Pull the text out of the records below and reproduce it word for word, leaving out the pictures.

──────── Record set ────────

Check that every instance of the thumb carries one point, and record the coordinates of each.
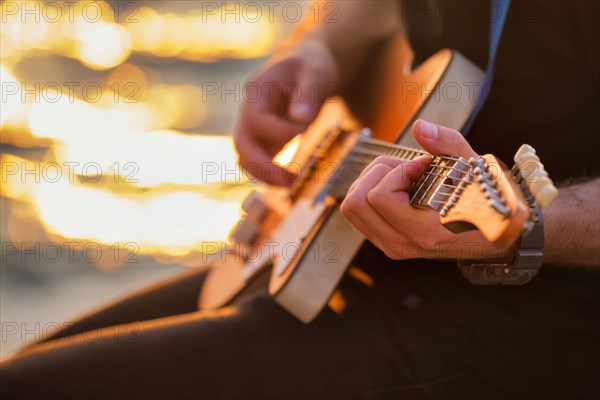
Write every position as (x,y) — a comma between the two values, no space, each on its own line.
(441,141)
(312,93)
(402,177)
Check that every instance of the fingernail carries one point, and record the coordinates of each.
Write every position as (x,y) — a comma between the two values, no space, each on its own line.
(301,111)
(428,131)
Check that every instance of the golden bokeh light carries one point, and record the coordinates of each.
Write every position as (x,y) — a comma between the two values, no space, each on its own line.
(164,190)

────────

### Correct result
Check that every instance of the thumb carries one point, and record the coordinates of each.
Write every position as (x,y) — a comma between the two values, no space, each on its own line.
(441,141)
(312,93)
(402,177)
Check that every instance of the fingernail carries one point, and record the coordinates of each.
Write every position as (x,y) — a comma between the two values, no space, each on its own line.
(301,111)
(428,131)
Check that every instance of the golden bokeh light carries one point, and record the coordinates of each.
Write every position as (x,y) — a comma between the two values, no space, each on its own line.
(164,190)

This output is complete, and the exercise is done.